I went from paying about $1200/month renting a two bedroom house (not a ton of apartments near me, the ones that are here are pretty shitty) to around $900/month for a 15 year mortgage (was renting as a student, graduated and got a job and had the stable income lenders want to see before they'll give you a mortgage, plus I knew I wouldn't be moving away). Granted, the house was a fixer upper and I've already put around $10k in repairs into it over the past 8 years, but the value has also gone up by about $30k during that same period. I started making extra payments and I'll have it paid off in about 3 years (at which point my biggest expense if I decide not to work would be health insurance, but I could maybe think about scaling back working which would be amazing).

If what you're trying to do is just spend as little as possible at this moment, or if your credit is shot or you don't have stable income then yes, renting is better. But the reason people say you're throwing money away is that, in comparison to owning, you really are.

- TASKS -
1 - For the post on renting versus owning, decide whether each statement agrees with it, answering yes or no and quoting the words that settle it: (a) The writer's monthly mortgage payment is higher than the rent they paid before. (b) The house has gained about $30k in value. (c) The writer considers renting better for someone without stable income.
2 - Reproduce word for word the passage of the post on renting versus owning from "I went from" up to and including "would be amazing).".

- DATA SECTION -

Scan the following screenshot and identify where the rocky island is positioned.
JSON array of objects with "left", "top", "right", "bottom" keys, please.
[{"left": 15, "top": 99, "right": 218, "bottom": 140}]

- ANSWER LIST -
1 -
(a) No: "about $1200/month renting a two bedroom house" and "around $900/month for a 15 year mortgage"
(b) Yes: "the value has also gone up by about $30k during that same period"
(c) Yes: "or you don't have stable income then yes, renting is better"

2 -
I went from paying about $1200/month renting a two bedroom house (not a ton of apartments near me, the ones that are here are pretty shitty) to around $900/month for a 15 year mortgage (was renting as a student, graduated and got a job and had the stable income lenders want to see before they'll give you a mortgage, plus I knew I wouldn't be moving away). Granted, the house was a fixer upper and I've already put around $10k in repairs into it over the past 8 years, but the value has also gone up by about $30k during that same period. I started making extra payments and I'll have it paid off in about 3 years (at which point my biggest expense if I decide not to work would be health insurance, but I could maybe think about scaling back working which would be amazing).